WHAT THE EXERCISE ASKS
Copy out the lines below word for word, starting with the line that contains "task | put a marker on each instance of the rough" and ending with the line that contains "x=863, y=365", both included.

Entries taken from a collection
——

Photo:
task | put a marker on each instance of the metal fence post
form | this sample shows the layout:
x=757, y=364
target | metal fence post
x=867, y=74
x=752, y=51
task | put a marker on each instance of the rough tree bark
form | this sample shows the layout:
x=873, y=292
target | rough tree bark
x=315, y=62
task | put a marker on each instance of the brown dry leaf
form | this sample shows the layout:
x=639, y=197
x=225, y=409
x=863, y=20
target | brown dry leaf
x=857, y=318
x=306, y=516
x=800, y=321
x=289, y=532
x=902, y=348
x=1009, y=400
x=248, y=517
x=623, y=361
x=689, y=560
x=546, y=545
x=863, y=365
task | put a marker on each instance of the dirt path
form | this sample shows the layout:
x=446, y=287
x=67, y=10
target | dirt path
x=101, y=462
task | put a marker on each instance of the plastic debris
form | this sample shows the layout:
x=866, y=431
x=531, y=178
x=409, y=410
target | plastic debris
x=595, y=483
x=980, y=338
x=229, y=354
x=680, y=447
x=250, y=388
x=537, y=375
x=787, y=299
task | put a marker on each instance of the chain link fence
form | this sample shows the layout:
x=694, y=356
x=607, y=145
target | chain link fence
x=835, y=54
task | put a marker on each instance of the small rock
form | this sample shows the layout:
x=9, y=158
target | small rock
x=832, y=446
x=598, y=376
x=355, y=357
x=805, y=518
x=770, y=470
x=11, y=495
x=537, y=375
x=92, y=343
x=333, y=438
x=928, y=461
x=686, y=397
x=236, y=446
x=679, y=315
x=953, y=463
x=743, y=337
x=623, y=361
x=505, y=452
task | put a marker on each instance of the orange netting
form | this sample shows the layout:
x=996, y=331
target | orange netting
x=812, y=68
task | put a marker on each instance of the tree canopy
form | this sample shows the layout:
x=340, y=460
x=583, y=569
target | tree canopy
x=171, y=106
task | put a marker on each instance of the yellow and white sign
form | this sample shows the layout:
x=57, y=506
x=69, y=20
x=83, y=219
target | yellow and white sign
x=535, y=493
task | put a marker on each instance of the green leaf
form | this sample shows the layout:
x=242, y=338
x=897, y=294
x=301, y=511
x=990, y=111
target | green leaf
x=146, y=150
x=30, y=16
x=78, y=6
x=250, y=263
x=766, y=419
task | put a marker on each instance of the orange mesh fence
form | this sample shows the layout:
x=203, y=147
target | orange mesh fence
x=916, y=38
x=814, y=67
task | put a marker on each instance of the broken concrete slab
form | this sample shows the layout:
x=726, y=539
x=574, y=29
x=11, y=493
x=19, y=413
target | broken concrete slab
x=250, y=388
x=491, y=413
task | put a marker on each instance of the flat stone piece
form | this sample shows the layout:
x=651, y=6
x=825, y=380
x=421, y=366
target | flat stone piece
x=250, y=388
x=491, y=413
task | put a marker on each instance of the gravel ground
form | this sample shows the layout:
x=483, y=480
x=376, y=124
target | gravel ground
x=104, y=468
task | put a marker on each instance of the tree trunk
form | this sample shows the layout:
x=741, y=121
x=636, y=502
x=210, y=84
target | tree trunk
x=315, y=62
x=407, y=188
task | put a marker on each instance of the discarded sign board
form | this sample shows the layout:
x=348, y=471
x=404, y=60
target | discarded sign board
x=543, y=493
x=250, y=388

——

PROBLEM SOLUTION
task | put a marker on each instance of the rough tree bark
form | this sample shows the layout:
x=873, y=292
target | rough tree bark
x=315, y=62
task | put a marker on each instance of the brown dry leaf
form | this sample shows the layout:
x=639, y=197
x=225, y=409
x=863, y=20
target | brown dry leaf
x=857, y=318
x=306, y=516
x=800, y=321
x=289, y=532
x=902, y=348
x=1009, y=400
x=248, y=517
x=623, y=361
x=689, y=560
x=546, y=545
x=863, y=365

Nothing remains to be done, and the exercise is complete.